Source extract =
ADDTIONAL NON- DISCLOSURE BEFORE JUSTICE MATHESON
[39] There were additional incidents of nondisclosure in a material way before Justice Matheson as indicated by the Defendants.
[40] The Plaintiff stated in her affidavit that it was because of the Defendant’s history of personal bankruptcy that she thought it would be impossible for her to realize on a judgment against him and that he might alienate or hide his assets to avoid payment for her.
[41] In fact, as noted by the Defendant, he had never been personally bankrupt but rather he did have a history of a company in which he had an interest declaring bankruptcy.
[42] Plaintiff’s Counsel had prepared her affidavit and attached a bankruptcy notice dated August 10, 2012 filed by AI Applications Inc. and not by the Defendant personally which the Plaintiff in her affidavit suggested nevertheless related to the Plaintiff’s personal bankruptcy. The obvious purpose was to suggest that this was material evidence for Justice Matheson to consider in deciding whether to grant the Mareva Injunction.
[43] Plaintiff’s Counsel indicated to the Court that he had not noticed that the document pertained to the Defendant’s company rather than him personally and also suggested in his submissions that his client may have had a different interpretation of the word “bankruptcy” even though he was the one who prepared her affidavit using that word. She however had stated when cross-examined on her affidavit that she knew as far back as August 2012 that 2013 ONSC 1210 (CanLII)
the Defendant had not been personally bankrupt yet that is not what Justice Matheson was told on December 20, 2012.
[44] There was also further evidence in her affidavit that was obviously meant to suggest to Justice Matheson that the Defendant was impecunious and hence making it important for Justice Matheson to consider granting an order to prevent the Defendant from disposing of his assets pending a trial.

Work to do =
1) Answer these questions about the court excerpt on nondisclosure before Justice Matheson:
(a) Who filed the bankruptcy notice dated August 10, 2012?
(b) On what date was Justice Matheson given the information about the Defendant?
(c) According to the Plaintiff's affidavit, what did she think the Defendant might do with his assets?
2) Transcribe the court excerpt between "ADDTIONAL NON- DISCLOSURE" and "by the Defendants.", inclusive.
The material that comes after this point has no connection to the text above.

Excerpted records =
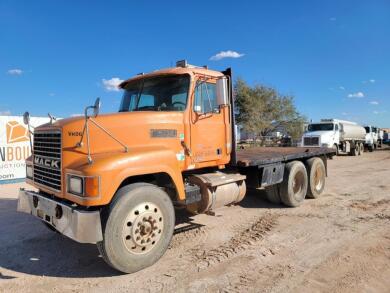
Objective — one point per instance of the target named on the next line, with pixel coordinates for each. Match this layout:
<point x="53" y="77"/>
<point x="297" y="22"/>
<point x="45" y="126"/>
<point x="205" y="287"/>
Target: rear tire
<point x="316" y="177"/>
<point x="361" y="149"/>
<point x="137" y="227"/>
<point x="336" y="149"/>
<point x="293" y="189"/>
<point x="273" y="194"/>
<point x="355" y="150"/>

Task-by-task results =
1)
(a) AI Applications Inc.
(b) December 20, 2012
(c) Alienate or hide them to avoid payment to her

2)
ADDTIONAL NON- DISCLOSURE BEFORE JUSTICE MATHESON
[39] There were additional incidents of nondisclosure in a material way before Justice Matheson as indicated by the Defendants.